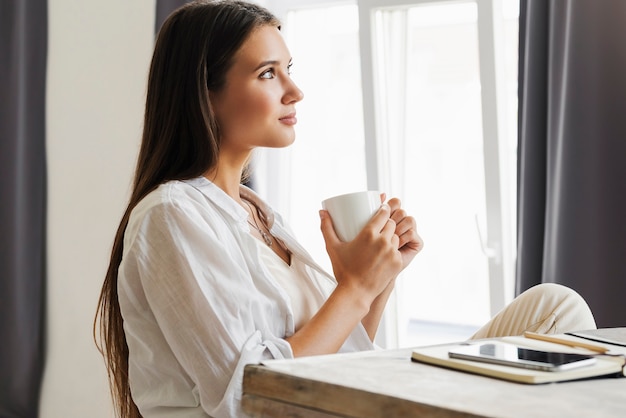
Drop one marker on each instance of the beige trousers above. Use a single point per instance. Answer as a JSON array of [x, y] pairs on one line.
[[546, 308]]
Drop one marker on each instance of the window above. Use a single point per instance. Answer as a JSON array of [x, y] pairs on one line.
[[417, 99]]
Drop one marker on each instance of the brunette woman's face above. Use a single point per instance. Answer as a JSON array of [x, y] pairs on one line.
[[256, 107]]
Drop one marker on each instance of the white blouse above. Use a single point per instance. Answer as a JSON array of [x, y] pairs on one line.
[[294, 282], [199, 302]]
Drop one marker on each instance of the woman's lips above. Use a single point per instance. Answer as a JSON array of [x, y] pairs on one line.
[[289, 119]]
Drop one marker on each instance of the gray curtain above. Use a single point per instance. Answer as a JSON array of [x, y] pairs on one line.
[[23, 52], [572, 151]]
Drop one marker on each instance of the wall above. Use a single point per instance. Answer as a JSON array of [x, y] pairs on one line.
[[99, 53]]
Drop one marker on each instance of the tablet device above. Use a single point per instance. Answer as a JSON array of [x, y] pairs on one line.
[[512, 355]]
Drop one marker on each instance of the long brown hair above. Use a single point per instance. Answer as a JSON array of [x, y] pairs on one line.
[[193, 52]]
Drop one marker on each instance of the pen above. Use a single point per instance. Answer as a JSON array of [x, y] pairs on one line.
[[564, 341]]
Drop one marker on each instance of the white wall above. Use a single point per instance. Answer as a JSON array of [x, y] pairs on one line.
[[98, 57]]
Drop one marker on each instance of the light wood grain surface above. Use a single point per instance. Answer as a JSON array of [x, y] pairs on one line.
[[388, 384]]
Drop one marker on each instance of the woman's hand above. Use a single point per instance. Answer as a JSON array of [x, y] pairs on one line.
[[365, 268], [410, 243], [367, 264]]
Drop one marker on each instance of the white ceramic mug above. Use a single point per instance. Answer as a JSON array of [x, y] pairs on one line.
[[350, 212]]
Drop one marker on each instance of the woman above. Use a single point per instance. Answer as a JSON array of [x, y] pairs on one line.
[[204, 278]]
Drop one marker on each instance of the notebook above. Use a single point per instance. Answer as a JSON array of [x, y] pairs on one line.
[[438, 355]]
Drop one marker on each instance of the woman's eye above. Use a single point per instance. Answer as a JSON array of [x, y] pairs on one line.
[[267, 74]]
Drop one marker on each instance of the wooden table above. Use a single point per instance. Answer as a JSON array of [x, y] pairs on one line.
[[388, 384]]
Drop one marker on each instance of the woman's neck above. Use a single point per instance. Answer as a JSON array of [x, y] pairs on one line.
[[227, 177]]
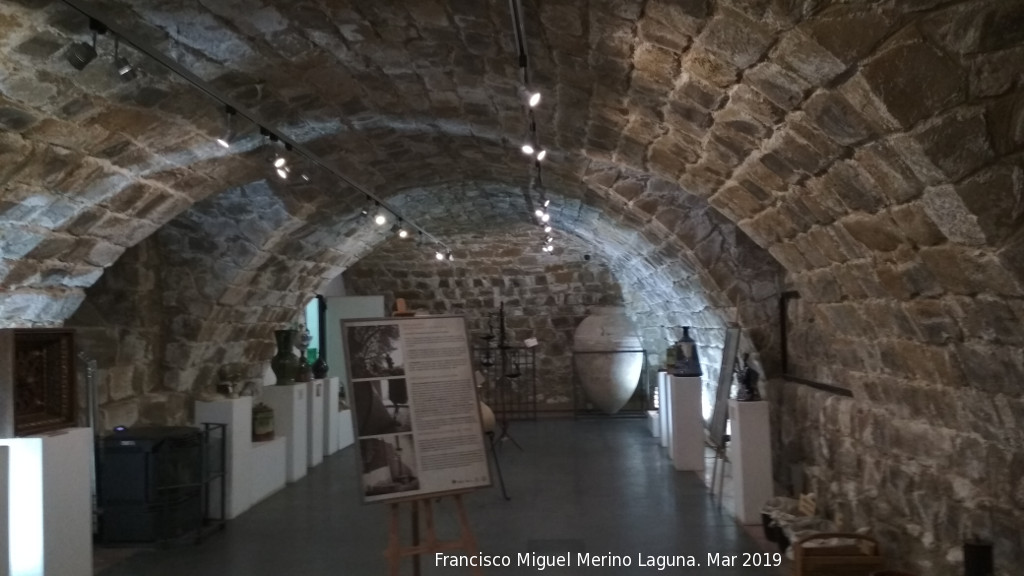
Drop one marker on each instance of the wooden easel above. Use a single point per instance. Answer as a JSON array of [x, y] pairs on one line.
[[430, 544]]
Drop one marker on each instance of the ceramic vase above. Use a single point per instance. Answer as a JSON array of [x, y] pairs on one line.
[[321, 367], [285, 364], [304, 372], [608, 358], [262, 422]]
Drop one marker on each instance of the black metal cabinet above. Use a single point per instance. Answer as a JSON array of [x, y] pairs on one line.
[[154, 484]]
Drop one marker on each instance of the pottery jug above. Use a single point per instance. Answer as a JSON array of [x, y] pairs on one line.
[[285, 364]]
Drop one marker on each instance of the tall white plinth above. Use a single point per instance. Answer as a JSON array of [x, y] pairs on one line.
[[49, 512], [331, 420], [751, 458], [238, 414], [346, 435], [663, 408], [314, 432], [268, 464], [4, 513], [291, 415], [667, 440], [687, 423]]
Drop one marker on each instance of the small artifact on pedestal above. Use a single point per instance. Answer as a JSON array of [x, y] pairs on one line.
[[285, 364], [748, 379], [687, 362], [304, 372], [229, 375], [262, 422]]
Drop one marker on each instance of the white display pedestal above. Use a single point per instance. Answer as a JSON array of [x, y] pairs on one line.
[[291, 417], [663, 407], [752, 479], [654, 423], [49, 513], [331, 420], [268, 463], [314, 432], [687, 423], [4, 511], [346, 436], [238, 414]]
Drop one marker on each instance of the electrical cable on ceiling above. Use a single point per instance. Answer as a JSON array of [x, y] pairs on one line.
[[80, 54]]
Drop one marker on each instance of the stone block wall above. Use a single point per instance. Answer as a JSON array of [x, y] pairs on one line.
[[546, 296], [121, 325], [924, 467]]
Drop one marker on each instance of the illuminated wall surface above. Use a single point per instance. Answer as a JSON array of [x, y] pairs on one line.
[[49, 516]]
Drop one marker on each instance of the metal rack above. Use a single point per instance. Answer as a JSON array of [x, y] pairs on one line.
[[510, 392]]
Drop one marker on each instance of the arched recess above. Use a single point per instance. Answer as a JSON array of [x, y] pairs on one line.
[[241, 263]]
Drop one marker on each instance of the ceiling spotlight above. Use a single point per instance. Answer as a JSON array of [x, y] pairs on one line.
[[80, 53], [225, 140], [125, 70], [531, 97]]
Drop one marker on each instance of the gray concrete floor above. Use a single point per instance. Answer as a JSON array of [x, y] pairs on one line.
[[598, 486]]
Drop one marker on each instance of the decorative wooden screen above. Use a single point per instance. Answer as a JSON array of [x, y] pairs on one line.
[[38, 381]]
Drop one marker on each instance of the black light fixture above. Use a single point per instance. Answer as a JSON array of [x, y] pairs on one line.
[[225, 140], [380, 218], [80, 54], [125, 69]]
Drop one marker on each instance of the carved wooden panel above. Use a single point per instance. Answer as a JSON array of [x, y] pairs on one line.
[[38, 385]]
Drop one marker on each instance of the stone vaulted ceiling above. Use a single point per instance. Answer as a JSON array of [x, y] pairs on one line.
[[871, 151]]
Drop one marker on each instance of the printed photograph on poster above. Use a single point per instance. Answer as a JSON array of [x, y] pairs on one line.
[[375, 351], [381, 407], [415, 410], [388, 464]]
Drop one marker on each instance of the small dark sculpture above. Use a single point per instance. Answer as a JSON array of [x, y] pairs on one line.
[[687, 361], [748, 379]]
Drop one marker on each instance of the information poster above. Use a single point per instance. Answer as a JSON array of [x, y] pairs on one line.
[[415, 409]]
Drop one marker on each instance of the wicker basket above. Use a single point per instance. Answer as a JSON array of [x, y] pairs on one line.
[[858, 558]]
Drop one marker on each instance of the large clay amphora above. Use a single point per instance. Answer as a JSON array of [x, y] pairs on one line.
[[608, 358]]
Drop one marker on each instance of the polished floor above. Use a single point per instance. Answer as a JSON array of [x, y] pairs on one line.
[[597, 486]]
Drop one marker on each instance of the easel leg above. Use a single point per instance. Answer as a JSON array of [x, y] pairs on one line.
[[393, 547], [498, 465], [416, 532], [468, 540]]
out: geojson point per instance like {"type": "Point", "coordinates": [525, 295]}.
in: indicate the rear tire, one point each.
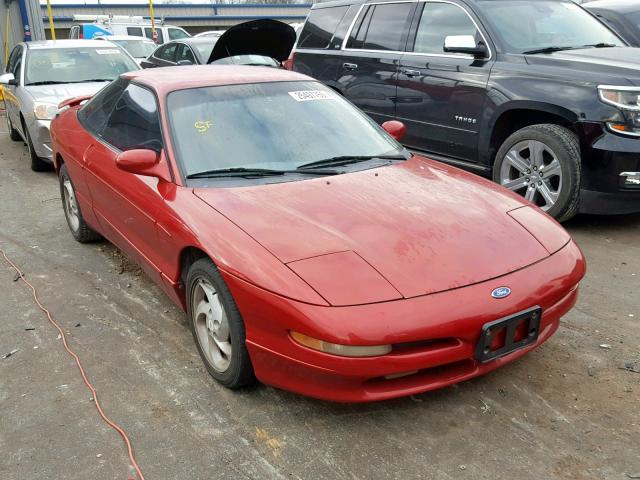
{"type": "Point", "coordinates": [80, 230]}
{"type": "Point", "coordinates": [37, 164]}
{"type": "Point", "coordinates": [543, 164]}
{"type": "Point", "coordinates": [13, 133]}
{"type": "Point", "coordinates": [217, 326]}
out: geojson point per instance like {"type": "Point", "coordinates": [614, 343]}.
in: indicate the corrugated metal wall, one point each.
{"type": "Point", "coordinates": [184, 15]}
{"type": "Point", "coordinates": [16, 32]}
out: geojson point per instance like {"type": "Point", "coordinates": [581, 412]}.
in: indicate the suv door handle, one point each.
{"type": "Point", "coordinates": [411, 73]}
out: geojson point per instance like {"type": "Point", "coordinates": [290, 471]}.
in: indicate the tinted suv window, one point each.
{"type": "Point", "coordinates": [438, 21]}
{"type": "Point", "coordinates": [94, 113]}
{"type": "Point", "coordinates": [176, 33]}
{"type": "Point", "coordinates": [320, 26]}
{"type": "Point", "coordinates": [134, 122]}
{"type": "Point", "coordinates": [168, 53]}
{"type": "Point", "coordinates": [384, 27]}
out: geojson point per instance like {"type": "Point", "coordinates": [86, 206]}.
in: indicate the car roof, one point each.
{"type": "Point", "coordinates": [46, 44]}
{"type": "Point", "coordinates": [123, 37]}
{"type": "Point", "coordinates": [167, 79]}
{"type": "Point", "coordinates": [194, 40]}
{"type": "Point", "coordinates": [618, 6]}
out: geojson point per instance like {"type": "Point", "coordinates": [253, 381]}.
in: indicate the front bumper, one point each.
{"type": "Point", "coordinates": [606, 157]}
{"type": "Point", "coordinates": [39, 130]}
{"type": "Point", "coordinates": [435, 335]}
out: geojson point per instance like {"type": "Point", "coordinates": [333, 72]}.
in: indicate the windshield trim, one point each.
{"type": "Point", "coordinates": [170, 147]}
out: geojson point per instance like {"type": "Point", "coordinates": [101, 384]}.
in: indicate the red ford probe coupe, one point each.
{"type": "Point", "coordinates": [310, 249]}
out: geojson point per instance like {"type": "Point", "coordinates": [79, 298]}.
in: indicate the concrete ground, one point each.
{"type": "Point", "coordinates": [569, 410]}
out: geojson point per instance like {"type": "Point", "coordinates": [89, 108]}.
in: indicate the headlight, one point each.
{"type": "Point", "coordinates": [627, 99]}
{"type": "Point", "coordinates": [342, 350]}
{"type": "Point", "coordinates": [45, 111]}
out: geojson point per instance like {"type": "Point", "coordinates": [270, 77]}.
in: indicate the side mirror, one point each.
{"type": "Point", "coordinates": [395, 128]}
{"type": "Point", "coordinates": [8, 79]}
{"type": "Point", "coordinates": [465, 44]}
{"type": "Point", "coordinates": [142, 161]}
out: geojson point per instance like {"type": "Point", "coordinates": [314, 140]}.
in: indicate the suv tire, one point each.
{"type": "Point", "coordinates": [531, 152]}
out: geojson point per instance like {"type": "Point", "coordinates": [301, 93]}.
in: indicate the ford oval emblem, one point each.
{"type": "Point", "coordinates": [501, 292]}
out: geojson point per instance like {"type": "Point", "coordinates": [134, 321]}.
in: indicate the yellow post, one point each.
{"type": "Point", "coordinates": [6, 42]}
{"type": "Point", "coordinates": [51, 27]}
{"type": "Point", "coordinates": [153, 22]}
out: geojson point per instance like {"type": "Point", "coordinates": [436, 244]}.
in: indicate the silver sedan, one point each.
{"type": "Point", "coordinates": [42, 74]}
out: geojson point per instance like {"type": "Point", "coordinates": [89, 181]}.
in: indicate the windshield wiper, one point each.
{"type": "Point", "coordinates": [44, 82]}
{"type": "Point", "coordinates": [601, 45]}
{"type": "Point", "coordinates": [88, 80]}
{"type": "Point", "coordinates": [254, 172]}
{"type": "Point", "coordinates": [346, 160]}
{"type": "Point", "coordinates": [548, 50]}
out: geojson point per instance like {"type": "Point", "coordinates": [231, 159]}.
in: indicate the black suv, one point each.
{"type": "Point", "coordinates": [538, 94]}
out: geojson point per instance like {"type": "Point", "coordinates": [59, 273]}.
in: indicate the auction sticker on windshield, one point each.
{"type": "Point", "coordinates": [307, 95]}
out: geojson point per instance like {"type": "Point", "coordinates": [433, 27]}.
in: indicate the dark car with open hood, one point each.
{"type": "Point", "coordinates": [540, 95]}
{"type": "Point", "coordinates": [263, 42]}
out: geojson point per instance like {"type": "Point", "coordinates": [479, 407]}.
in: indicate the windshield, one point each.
{"type": "Point", "coordinates": [269, 125]}
{"type": "Point", "coordinates": [137, 48]}
{"type": "Point", "coordinates": [524, 26]}
{"type": "Point", "coordinates": [204, 49]}
{"type": "Point", "coordinates": [75, 65]}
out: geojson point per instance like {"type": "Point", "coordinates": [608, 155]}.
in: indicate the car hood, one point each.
{"type": "Point", "coordinates": [404, 230]}
{"type": "Point", "coordinates": [614, 64]}
{"type": "Point", "coordinates": [58, 93]}
{"type": "Point", "coordinates": [266, 37]}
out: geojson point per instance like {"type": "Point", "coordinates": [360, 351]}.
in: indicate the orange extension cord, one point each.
{"type": "Point", "coordinates": [53, 322]}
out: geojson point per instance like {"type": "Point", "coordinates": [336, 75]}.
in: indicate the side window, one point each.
{"type": "Point", "coordinates": [384, 27]}
{"type": "Point", "coordinates": [134, 122]}
{"type": "Point", "coordinates": [438, 21]}
{"type": "Point", "coordinates": [93, 115]}
{"type": "Point", "coordinates": [168, 53]}
{"type": "Point", "coordinates": [176, 33]}
{"type": "Point", "coordinates": [135, 31]}
{"type": "Point", "coordinates": [185, 53]}
{"type": "Point", "coordinates": [320, 26]}
{"type": "Point", "coordinates": [149, 34]}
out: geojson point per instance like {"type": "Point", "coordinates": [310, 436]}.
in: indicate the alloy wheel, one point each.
{"type": "Point", "coordinates": [211, 325]}
{"type": "Point", "coordinates": [533, 170]}
{"type": "Point", "coordinates": [71, 206]}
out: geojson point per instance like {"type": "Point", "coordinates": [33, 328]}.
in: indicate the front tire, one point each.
{"type": "Point", "coordinates": [13, 133]}
{"type": "Point", "coordinates": [217, 326]}
{"type": "Point", "coordinates": [543, 164]}
{"type": "Point", "coordinates": [80, 230]}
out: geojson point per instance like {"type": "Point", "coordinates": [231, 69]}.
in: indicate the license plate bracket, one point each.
{"type": "Point", "coordinates": [512, 326]}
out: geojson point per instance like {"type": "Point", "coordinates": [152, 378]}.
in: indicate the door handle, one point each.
{"type": "Point", "coordinates": [411, 73]}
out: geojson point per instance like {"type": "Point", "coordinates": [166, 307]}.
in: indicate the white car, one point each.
{"type": "Point", "coordinates": [42, 74]}
{"type": "Point", "coordinates": [138, 47]}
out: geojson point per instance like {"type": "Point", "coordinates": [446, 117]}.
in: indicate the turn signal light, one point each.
{"type": "Point", "coordinates": [341, 350]}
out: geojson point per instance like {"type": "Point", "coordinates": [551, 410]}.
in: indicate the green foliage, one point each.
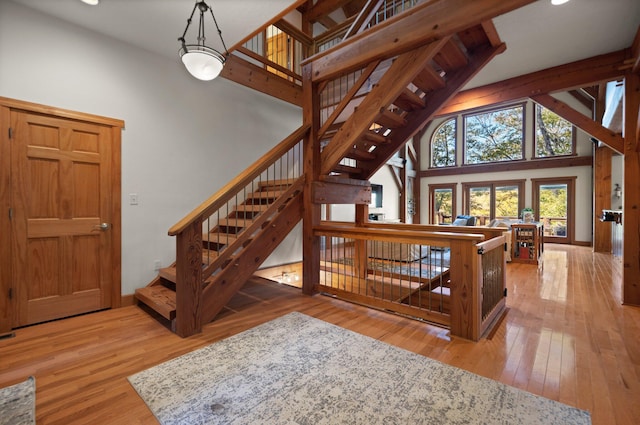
{"type": "Point", "coordinates": [443, 145]}
{"type": "Point", "coordinates": [444, 201]}
{"type": "Point", "coordinates": [554, 135]}
{"type": "Point", "coordinates": [494, 136]}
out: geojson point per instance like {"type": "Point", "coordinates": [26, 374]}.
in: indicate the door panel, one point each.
{"type": "Point", "coordinates": [61, 193]}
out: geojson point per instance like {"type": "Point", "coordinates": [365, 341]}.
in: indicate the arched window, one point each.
{"type": "Point", "coordinates": [494, 136]}
{"type": "Point", "coordinates": [443, 145]}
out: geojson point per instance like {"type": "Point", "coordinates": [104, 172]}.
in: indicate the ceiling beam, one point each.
{"type": "Point", "coordinates": [420, 25]}
{"type": "Point", "coordinates": [324, 8]}
{"type": "Point", "coordinates": [581, 121]}
{"type": "Point", "coordinates": [577, 74]}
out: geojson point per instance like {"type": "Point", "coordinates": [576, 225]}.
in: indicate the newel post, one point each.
{"type": "Point", "coordinates": [189, 280]}
{"type": "Point", "coordinates": [464, 273]}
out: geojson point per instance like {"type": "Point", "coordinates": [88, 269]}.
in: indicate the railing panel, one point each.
{"type": "Point", "coordinates": [493, 283]}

▶ [What is expected]:
Return, word for word, the lines from the line with "Drop one marker on each instance of the wooden easel" to the line with "375], [262, 422]]", both included.

▶ [Written reply]:
Drop one marker on each instance of the wooden easel above. Use a single point per instance. Answer as a JSON array of [x, y] pairs on one line.
[[430, 544]]
Drop one marker on each instance of the ceramic vase above. Use a single point per instance. Answer as a JSON array of [x, y] pairs on one line.
[[321, 367], [285, 364], [304, 372], [608, 358], [262, 422]]
Drop one marker on each instance of the black metal cabinet above. Use a single point per instance. Answer as a JSON array of [x, y] pairs on one line.
[[154, 484]]
Drop one marker on each instance of the pottery jug above. Use a single point per instance. Answer as a JSON array of [x, y] pairs on one line.
[[285, 364]]
Drop one marker on each instance of the tall white plinth above. Use a single point per instance. Answer as a JSON array of [x, y] pairs on one line.
[[49, 512], [331, 420], [751, 458], [238, 414], [346, 435], [663, 408], [314, 432], [268, 464], [4, 513], [291, 415], [667, 440], [687, 423]]
Drop one marker on each instance of the small artifact on pedestal above. Use a single point per instance. Answer as a JSON array of [x, y] pairs on one line.
[[285, 364], [748, 379], [687, 362], [304, 372], [229, 375], [262, 422]]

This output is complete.